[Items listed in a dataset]
....

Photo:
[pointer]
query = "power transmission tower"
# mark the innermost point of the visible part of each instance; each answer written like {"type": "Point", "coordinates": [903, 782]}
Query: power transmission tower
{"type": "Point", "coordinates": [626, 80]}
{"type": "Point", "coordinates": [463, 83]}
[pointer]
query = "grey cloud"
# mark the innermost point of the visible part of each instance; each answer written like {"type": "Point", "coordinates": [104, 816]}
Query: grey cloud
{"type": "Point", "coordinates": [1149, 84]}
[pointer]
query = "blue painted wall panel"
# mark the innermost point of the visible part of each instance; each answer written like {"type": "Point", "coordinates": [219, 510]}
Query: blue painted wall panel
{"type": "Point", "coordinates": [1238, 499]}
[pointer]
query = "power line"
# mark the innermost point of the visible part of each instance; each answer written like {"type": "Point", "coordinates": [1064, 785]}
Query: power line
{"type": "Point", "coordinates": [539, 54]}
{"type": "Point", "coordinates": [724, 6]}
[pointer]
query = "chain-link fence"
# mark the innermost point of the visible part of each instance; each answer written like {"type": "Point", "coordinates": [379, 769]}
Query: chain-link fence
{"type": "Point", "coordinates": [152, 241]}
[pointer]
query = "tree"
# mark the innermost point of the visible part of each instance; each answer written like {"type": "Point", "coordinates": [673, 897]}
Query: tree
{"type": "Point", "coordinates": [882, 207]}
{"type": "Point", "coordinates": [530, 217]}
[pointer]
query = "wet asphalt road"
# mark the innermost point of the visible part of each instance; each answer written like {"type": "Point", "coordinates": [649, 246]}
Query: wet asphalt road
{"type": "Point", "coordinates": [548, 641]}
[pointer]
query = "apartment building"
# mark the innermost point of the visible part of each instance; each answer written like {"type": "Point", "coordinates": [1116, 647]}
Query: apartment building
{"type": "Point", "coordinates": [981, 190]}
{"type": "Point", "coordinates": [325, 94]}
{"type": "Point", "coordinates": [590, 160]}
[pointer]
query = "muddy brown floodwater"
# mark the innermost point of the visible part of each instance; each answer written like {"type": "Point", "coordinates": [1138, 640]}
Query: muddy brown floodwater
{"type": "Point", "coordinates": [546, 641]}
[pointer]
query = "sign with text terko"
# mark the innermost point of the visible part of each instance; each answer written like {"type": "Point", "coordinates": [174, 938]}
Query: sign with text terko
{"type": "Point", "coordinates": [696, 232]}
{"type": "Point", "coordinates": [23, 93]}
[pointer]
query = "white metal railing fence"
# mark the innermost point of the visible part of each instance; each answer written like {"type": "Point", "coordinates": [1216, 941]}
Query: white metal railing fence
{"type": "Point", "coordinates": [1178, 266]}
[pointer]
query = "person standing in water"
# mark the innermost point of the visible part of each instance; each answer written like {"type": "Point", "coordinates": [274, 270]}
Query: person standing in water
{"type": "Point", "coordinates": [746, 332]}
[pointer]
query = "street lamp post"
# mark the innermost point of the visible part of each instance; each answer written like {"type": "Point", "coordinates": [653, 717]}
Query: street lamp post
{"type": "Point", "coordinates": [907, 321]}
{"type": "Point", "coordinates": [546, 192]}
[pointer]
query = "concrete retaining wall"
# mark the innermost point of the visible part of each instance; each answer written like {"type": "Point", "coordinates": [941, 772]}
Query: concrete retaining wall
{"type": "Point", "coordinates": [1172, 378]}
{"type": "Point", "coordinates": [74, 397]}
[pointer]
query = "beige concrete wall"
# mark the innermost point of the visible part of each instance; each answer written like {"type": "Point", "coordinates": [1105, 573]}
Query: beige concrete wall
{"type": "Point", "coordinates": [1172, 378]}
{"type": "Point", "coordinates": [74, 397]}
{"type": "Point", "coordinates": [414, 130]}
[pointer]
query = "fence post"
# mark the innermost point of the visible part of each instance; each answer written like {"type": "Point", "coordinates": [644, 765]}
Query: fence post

....

_Written task_
Reproduce all of the material above word for word.

_In response_
Photo:
[pointer]
query = "power transmission tower"
# mark the innermost point of the visible part of each instance; each answer written like {"type": "Point", "coordinates": [903, 782]}
Query: power transmission tower
{"type": "Point", "coordinates": [626, 80]}
{"type": "Point", "coordinates": [463, 83]}
[pointer]
query = "grey cloud"
# mark the innermost point of the visible part of each instance; each answer written like {"type": "Point", "coordinates": [104, 816]}
Query: grey cloud
{"type": "Point", "coordinates": [1149, 84]}
[pointer]
query = "blue painted wall panel"
# mark the innermost point of the visible part of each instance; each answer written like {"type": "Point", "coordinates": [219, 510]}
Query: blue painted wall panel
{"type": "Point", "coordinates": [1238, 499]}
[pointer]
query = "power line"
# mark the innermost point of the visible part of each instance; each answer written like {"type": "Point", "coordinates": [1064, 785]}
Query: power line
{"type": "Point", "coordinates": [539, 54]}
{"type": "Point", "coordinates": [724, 6]}
[pointer]
query = "chain-link fence"
# mark the innermost point of the visible part of each instance; each answer written like {"type": "Point", "coordinates": [379, 769]}
Query: chain-link fence
{"type": "Point", "coordinates": [152, 241]}
[pointer]
query = "tree"
# mark the innermost point of the visible part of each instance; each answer written like {"type": "Point", "coordinates": [673, 897]}
Query: tree
{"type": "Point", "coordinates": [882, 207]}
{"type": "Point", "coordinates": [530, 217]}
[pointer]
query = "wet asphalt road"
# mark the innermost point of the visible part of each instance; each answer written like {"type": "Point", "coordinates": [649, 246]}
Query: wet asphalt road
{"type": "Point", "coordinates": [548, 641]}
[pointer]
query = "apartment building"
# mark the innermost point of the visible part of each instance; each answer written like {"type": "Point", "coordinates": [1116, 647]}
Query: apartment building
{"type": "Point", "coordinates": [981, 190]}
{"type": "Point", "coordinates": [325, 94]}
{"type": "Point", "coordinates": [590, 160]}
[pointer]
query = "muddy brown floodwater"
# mark the innermost point of the visible part of each instance; each answer written like {"type": "Point", "coordinates": [1138, 640]}
Query: muddy brown floodwater
{"type": "Point", "coordinates": [546, 641]}
[pointer]
query = "sign with text terko"
# mark the innermost point of the visible part of each instance; each answer written like {"type": "Point", "coordinates": [174, 938]}
Query: sign with text terko
{"type": "Point", "coordinates": [696, 232]}
{"type": "Point", "coordinates": [23, 93]}
[pointer]
query = "white metal railing fence"
# mark the innermost point of the visible part of each instance; each answer written like {"type": "Point", "coordinates": [1216, 941]}
Query: white metal railing fence
{"type": "Point", "coordinates": [1178, 266]}
[pointer]
query = "person standing in water"
# mark the innermost point of the visible part of each instance; each answer written like {"type": "Point", "coordinates": [274, 270]}
Query: person standing in water
{"type": "Point", "coordinates": [746, 332]}
[pointer]
query = "street lamp post"
# mark the innermost point of the visible part of each instance; each answer written like {"type": "Point", "coordinates": [653, 717]}
Query: street lamp post
{"type": "Point", "coordinates": [907, 321]}
{"type": "Point", "coordinates": [546, 192]}
[pointer]
query = "concrete retaining wall"
# mark the innermost point of the visible part of each instance; each answer written like {"type": "Point", "coordinates": [941, 772]}
Query: concrete retaining wall
{"type": "Point", "coordinates": [1172, 378]}
{"type": "Point", "coordinates": [74, 397]}
[pointer]
query = "beige concrete wall"
# mark the innermost point of the visible part of each instance; each answer written like {"type": "Point", "coordinates": [1105, 573]}
Query: beige concrete wall
{"type": "Point", "coordinates": [1172, 378]}
{"type": "Point", "coordinates": [74, 397]}
{"type": "Point", "coordinates": [414, 130]}
[pointer]
query = "fence post"
# mark the innermost point of the visible part of each instance; each answer written like {"type": "Point", "coordinates": [644, 765]}
Query: fence post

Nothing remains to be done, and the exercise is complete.